Directions →
[1] In the RackHD switch discovery text below, which comes before the data, list every switch installation environment it names, each with the vendor shown next to it.
[2] Carry on the RackHD switch discovery text below, which comes before the data, picking up right after its final sentence.

Switch Active Discovery and Configruation

Utilizing network switch installation environments like POAP (Cisco), ZTP (Arista) and ONIE (Cumulus, etc.), RackHD offers the capability to discover, inventory, and configure network switches during bootup.

Active Discovery

The terms “active discovery” and “passive discovery” are used by RackHD to differentiate between a discovery workflow that occurs as part of a switch bootup process, and may potentially make persistent changes to the switch operating system (active discovery), versus discovery workflow that queries out of band endpoints against an already-configured switch without making any persistent changes to it (e.g. SNMP polling).

During active discovery, by default the RackHD system will do light cataloging as part of the discovery process, generating enough data to identify the SKU/model of a switch in order to dynamically generate workflows and templates specific to it.

For example, active discovery of a Cisco switch booting with POAP (Power On Auto-Provisioning) will create a catalog document with source “version” that SKU definitions can be built against:

{
    "node" : ObjectId("5708438c3bfc361c5cca74dc"),
    "source" : "version",
    "data" : {
        "kern_uptm_secs" : "2",
        "kick_file_name" : "bootflash:///n3000-uk9-kickstart.6.0.2.U5.2.bin",
        "rr_service" : null,
        "loader_ver_str" : "N/A",
        "module_id" : "48x10GT + 6x40G Supervisor",
        "kick_tmstmp" : "03/17/2015 10:50:07",
        "isan_file_name" : "bootflash:///n3000-uk9.6.0.2.U5.2.bin",
        "sys_ver_str" : "6.0(2)U5(2)",
        "bootflash_size" : "2007040",
        "kickstart_ver_str" : "6.0(2)U5(2)",
        "kick_cmpl_time" : "3/17/2015 2:00:00",
        "chassis_id" : "Nexus 3172T Chassis",
        "proc_board_id" : "FOC1928169X",
        "memory" : "3793756",
        "kern_uptm_mins" : "6",
        "bios_ver_str" : "2.0.0",
        "cpu_name" : "Intel(R) Pentium(R) CPU  @ 2.00GHz",
        "bios_cmpl_time" : "04/01/2014",
        "kern_uptm_hrs" : "0",
        "rr_usecs" : "981748",
        "isan_tmstmp" : "03/17/2015 12:29:49",
        "rr_sys_ver" : "6.0(2)U5(2)",
        "rr_reason" : "Reset Requested by CLI command reload",
        "rr_ctime" : "Fri Apr  8 23:35:28 2016",
        "header_str" : "Cisco Nexus Operating System (NX-OS) Software",
        "isan_cmpl_time" : "3/17/2015 2:00:00",
        "host_name" : "switch",
        "mem_type" : "kB",
        "kern_uptm_days" : "0",
        "power_seq_ver_str" : "Module 1: version v1.1"
    },
    "createdAt" : ISODate("2016-04-08T23:49:36.985Z"),
    "updatedAt" : ISODate("2016-04-08T23:49:36.985Z"),
    "_id" : ObjectId("57084390a2eb38385c3998b7")
}

Extending the Active Discovery Workflow

RackHD utilizes the ability of most switch installation environments to run python scripts. This makes it easy to extend the active discovery process to produce custom catalogs, and deploy switch configurations and boot images.

Records shown →

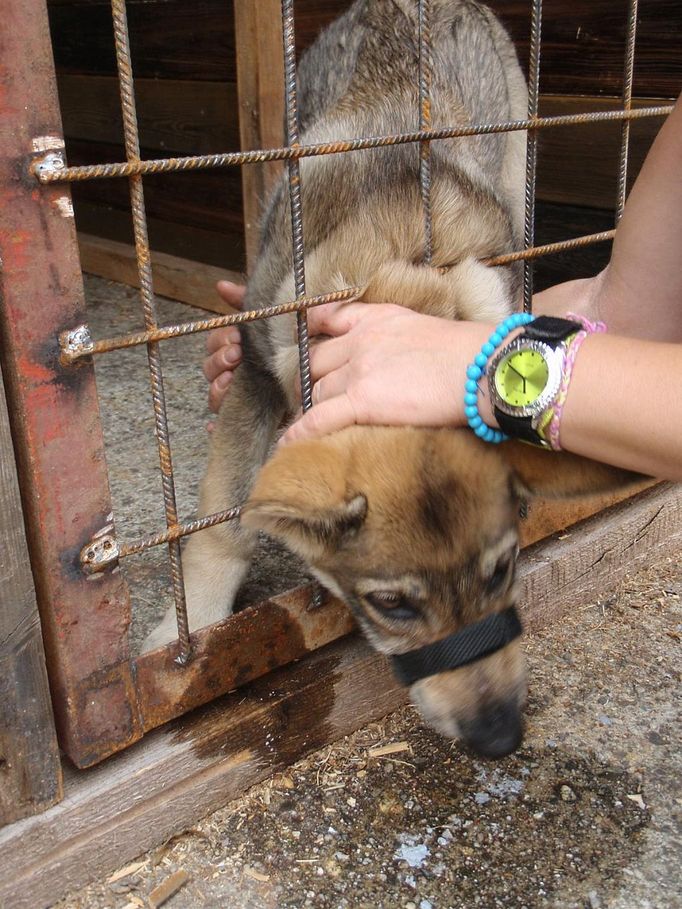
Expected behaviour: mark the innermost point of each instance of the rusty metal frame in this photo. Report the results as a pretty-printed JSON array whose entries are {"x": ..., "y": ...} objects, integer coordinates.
[{"x": 105, "y": 699}]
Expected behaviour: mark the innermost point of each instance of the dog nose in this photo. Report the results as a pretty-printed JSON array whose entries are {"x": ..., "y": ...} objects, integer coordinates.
[{"x": 495, "y": 732}]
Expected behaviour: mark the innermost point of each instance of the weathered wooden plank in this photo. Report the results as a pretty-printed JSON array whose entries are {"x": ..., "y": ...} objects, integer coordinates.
[
  {"x": 260, "y": 68},
  {"x": 583, "y": 40},
  {"x": 578, "y": 165},
  {"x": 585, "y": 562},
  {"x": 181, "y": 772},
  {"x": 223, "y": 250},
  {"x": 180, "y": 279},
  {"x": 30, "y": 772},
  {"x": 174, "y": 116}
]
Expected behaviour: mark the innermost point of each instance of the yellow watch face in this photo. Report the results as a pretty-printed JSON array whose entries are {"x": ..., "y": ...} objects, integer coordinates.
[{"x": 521, "y": 377}]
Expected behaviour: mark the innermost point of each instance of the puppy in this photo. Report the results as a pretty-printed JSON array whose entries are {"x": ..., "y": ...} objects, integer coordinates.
[{"x": 415, "y": 529}]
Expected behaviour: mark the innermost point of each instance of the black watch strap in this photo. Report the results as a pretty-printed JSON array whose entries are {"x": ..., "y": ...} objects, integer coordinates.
[
  {"x": 550, "y": 329},
  {"x": 517, "y": 427}
]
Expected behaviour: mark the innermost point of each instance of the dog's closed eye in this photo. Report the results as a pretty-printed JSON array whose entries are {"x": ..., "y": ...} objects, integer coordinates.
[{"x": 393, "y": 604}]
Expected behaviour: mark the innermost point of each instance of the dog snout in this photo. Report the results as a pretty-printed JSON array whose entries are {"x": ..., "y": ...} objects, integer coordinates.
[{"x": 495, "y": 731}]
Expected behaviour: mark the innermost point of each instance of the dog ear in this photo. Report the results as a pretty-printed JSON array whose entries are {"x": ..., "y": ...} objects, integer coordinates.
[
  {"x": 558, "y": 475},
  {"x": 300, "y": 497}
]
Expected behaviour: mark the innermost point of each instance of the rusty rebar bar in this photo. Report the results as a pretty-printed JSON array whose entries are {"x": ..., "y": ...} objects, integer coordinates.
[
  {"x": 294, "y": 180},
  {"x": 628, "y": 74},
  {"x": 144, "y": 267},
  {"x": 531, "y": 150},
  {"x": 46, "y": 174},
  {"x": 177, "y": 531},
  {"x": 76, "y": 344},
  {"x": 425, "y": 66}
]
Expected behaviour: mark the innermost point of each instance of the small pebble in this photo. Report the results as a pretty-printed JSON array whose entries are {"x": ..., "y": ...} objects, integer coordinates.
[{"x": 567, "y": 794}]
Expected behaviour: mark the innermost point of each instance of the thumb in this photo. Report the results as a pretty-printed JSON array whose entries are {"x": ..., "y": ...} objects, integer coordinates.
[{"x": 326, "y": 417}]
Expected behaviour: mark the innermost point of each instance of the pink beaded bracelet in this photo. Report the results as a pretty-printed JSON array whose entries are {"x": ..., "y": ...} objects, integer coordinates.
[{"x": 555, "y": 411}]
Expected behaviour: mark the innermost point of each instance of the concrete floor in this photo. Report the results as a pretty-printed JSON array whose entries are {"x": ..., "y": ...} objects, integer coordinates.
[
  {"x": 586, "y": 815},
  {"x": 132, "y": 459}
]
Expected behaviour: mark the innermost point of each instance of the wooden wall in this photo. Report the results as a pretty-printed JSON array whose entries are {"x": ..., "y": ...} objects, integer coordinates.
[{"x": 185, "y": 68}]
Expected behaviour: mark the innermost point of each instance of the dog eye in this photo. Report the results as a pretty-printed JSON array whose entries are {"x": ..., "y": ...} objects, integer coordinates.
[
  {"x": 393, "y": 604},
  {"x": 496, "y": 580}
]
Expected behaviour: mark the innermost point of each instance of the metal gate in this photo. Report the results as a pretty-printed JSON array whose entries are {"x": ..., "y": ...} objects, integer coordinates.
[{"x": 105, "y": 698}]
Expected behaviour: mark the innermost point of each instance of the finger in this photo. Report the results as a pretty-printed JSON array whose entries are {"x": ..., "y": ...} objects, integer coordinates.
[
  {"x": 328, "y": 356},
  {"x": 334, "y": 318},
  {"x": 217, "y": 391},
  {"x": 329, "y": 416},
  {"x": 222, "y": 337},
  {"x": 224, "y": 360},
  {"x": 233, "y": 294},
  {"x": 331, "y": 385}
]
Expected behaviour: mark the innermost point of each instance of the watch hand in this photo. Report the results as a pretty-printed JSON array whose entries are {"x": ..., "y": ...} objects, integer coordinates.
[{"x": 523, "y": 378}]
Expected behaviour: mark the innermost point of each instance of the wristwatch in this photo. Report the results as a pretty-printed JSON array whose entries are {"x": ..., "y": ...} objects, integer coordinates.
[{"x": 524, "y": 377}]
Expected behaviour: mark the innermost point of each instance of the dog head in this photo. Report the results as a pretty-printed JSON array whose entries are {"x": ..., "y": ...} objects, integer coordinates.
[{"x": 416, "y": 530}]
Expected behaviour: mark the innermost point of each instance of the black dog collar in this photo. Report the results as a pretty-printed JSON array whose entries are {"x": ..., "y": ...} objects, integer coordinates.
[{"x": 458, "y": 649}]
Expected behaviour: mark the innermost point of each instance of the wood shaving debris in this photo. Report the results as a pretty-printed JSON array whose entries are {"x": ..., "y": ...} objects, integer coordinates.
[
  {"x": 393, "y": 748},
  {"x": 168, "y": 888},
  {"x": 256, "y": 875},
  {"x": 126, "y": 871}
]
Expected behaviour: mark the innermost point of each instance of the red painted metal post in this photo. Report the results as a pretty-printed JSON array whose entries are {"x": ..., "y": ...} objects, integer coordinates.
[{"x": 55, "y": 415}]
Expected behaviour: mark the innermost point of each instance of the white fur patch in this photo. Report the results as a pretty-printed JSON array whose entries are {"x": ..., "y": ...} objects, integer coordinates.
[{"x": 482, "y": 292}]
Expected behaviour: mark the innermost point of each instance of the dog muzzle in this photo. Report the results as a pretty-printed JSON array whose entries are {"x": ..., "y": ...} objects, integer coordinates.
[{"x": 459, "y": 649}]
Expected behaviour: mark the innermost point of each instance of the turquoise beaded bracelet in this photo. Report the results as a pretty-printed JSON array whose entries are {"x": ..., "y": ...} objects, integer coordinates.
[{"x": 477, "y": 369}]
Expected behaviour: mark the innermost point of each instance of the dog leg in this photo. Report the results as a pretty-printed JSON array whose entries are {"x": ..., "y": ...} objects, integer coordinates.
[{"x": 215, "y": 561}]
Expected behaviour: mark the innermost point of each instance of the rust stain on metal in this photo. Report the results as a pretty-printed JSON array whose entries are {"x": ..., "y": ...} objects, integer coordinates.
[
  {"x": 231, "y": 159},
  {"x": 260, "y": 639},
  {"x": 59, "y": 443}
]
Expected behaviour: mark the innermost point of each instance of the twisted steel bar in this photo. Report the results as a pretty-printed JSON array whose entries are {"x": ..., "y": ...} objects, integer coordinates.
[
  {"x": 294, "y": 176},
  {"x": 47, "y": 174},
  {"x": 628, "y": 73},
  {"x": 425, "y": 66},
  {"x": 74, "y": 345},
  {"x": 144, "y": 266},
  {"x": 531, "y": 149},
  {"x": 177, "y": 531}
]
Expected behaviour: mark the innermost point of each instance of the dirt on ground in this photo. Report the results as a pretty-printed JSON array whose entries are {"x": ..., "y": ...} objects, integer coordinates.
[{"x": 585, "y": 814}]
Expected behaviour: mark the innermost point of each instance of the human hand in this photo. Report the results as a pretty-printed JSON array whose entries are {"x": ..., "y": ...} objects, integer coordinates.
[
  {"x": 386, "y": 365},
  {"x": 223, "y": 346}
]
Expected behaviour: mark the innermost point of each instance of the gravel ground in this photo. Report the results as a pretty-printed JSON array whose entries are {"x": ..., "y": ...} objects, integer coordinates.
[{"x": 585, "y": 816}]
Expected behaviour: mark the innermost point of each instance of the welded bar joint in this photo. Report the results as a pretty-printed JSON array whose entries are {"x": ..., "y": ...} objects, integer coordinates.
[
  {"x": 100, "y": 553},
  {"x": 259, "y": 156},
  {"x": 49, "y": 166},
  {"x": 74, "y": 344}
]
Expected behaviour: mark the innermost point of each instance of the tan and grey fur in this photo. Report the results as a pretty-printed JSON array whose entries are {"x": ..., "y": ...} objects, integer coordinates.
[{"x": 421, "y": 519}]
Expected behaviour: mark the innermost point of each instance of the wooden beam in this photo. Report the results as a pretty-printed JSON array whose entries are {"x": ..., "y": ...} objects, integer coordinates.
[
  {"x": 179, "y": 279},
  {"x": 260, "y": 86},
  {"x": 578, "y": 165},
  {"x": 174, "y": 115},
  {"x": 30, "y": 773},
  {"x": 179, "y": 773}
]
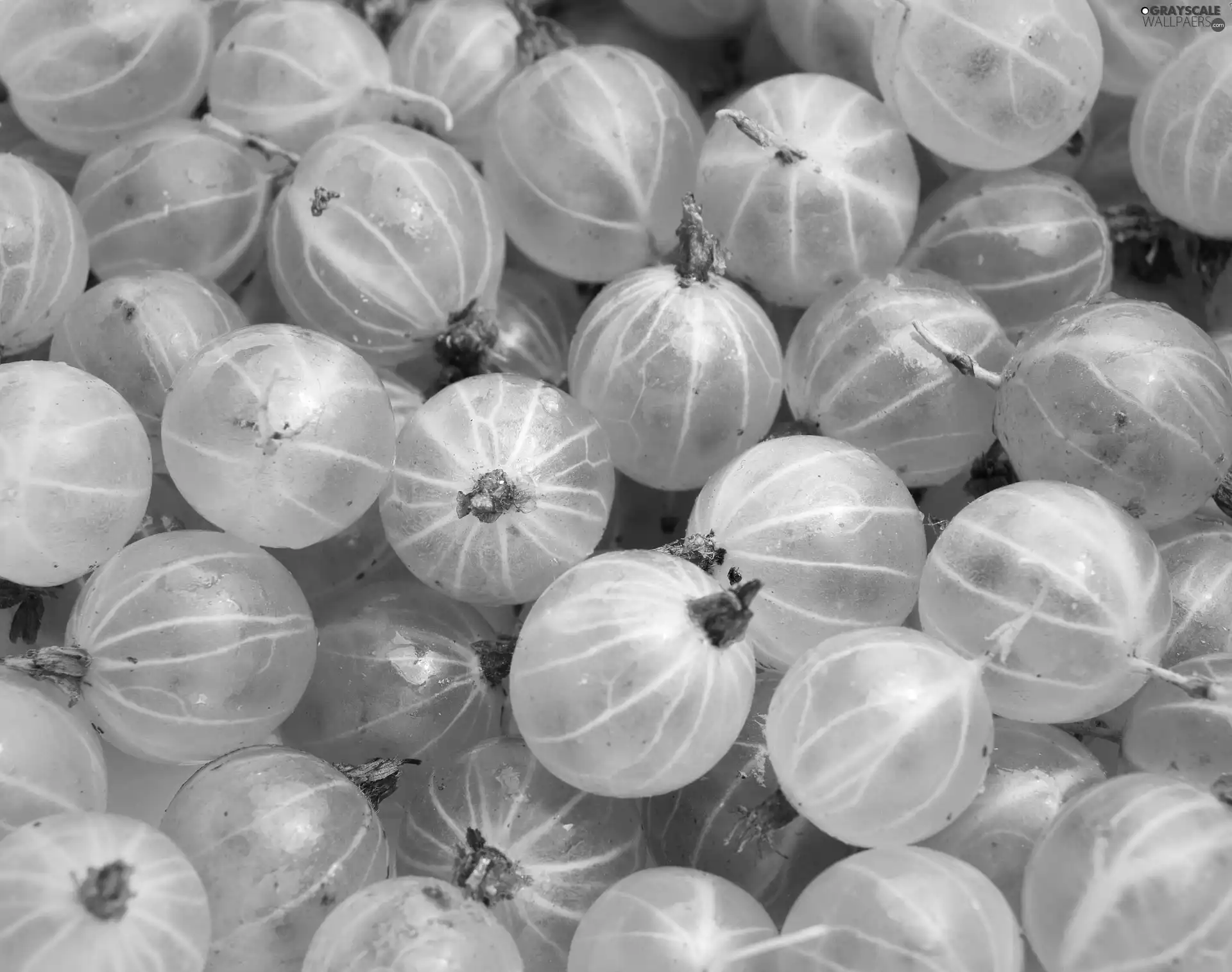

Answers provided →
[1]
- POAP (Cisco)
- ZTP (Arista)
- ONIE (Cumulus, etc.)

[2]
It will be helpful to understand the RackHD concepts of a SKU and a Workflow before reading ahead.

SKU documentation: SKUs

Workflow documentation: Workflows

In order to extend the discovery process, a SKU definition must be created and added to the system (see SKUs ). An example SKU definition that matches the above Cisco catalog might look like this:

{
    "name": "Cisco Nexus 3000 Switch - 54 port",
    "rules": [
        {
            "path": "version.chassis_id",
            "regex": "Nexus\\s\\d\\d\\d\\d\\w?\\sChassis"
        },
        {
            "path": "version.module_id",
            "equals": "48x10GT + 6x40G Supervisor"
        }
    ],
    "discoveryGraphName": "Graph.Switch.CiscoNexus3000.MyCustomWorkflow",
    "discoveryGraphOptions": {}
}

Using the discoveryGraphName field of the SKU definition, custom workflows can be triggered during switch installation. Creation of these workflows is detailed below.

For the examples below, let’s start with an empty workflow definition for our custom switch workflow:

{
     "friendlyName": "My Custom Cisco Switch Workflow",
     "injectableName": "Graph.Switch.CiscoNexus3000.MyCustomWorkflow",
     "options": {},
     "tasks": []
}

Extending Cataloging

To collect custom catalog data from the switch, a Python script must be created for each catalog entry that can return either JSON or XML formatted data, and that is able to run on the target switch (all imported modules must exist, and the syntax must be compatible with the switch OS’ version of Python).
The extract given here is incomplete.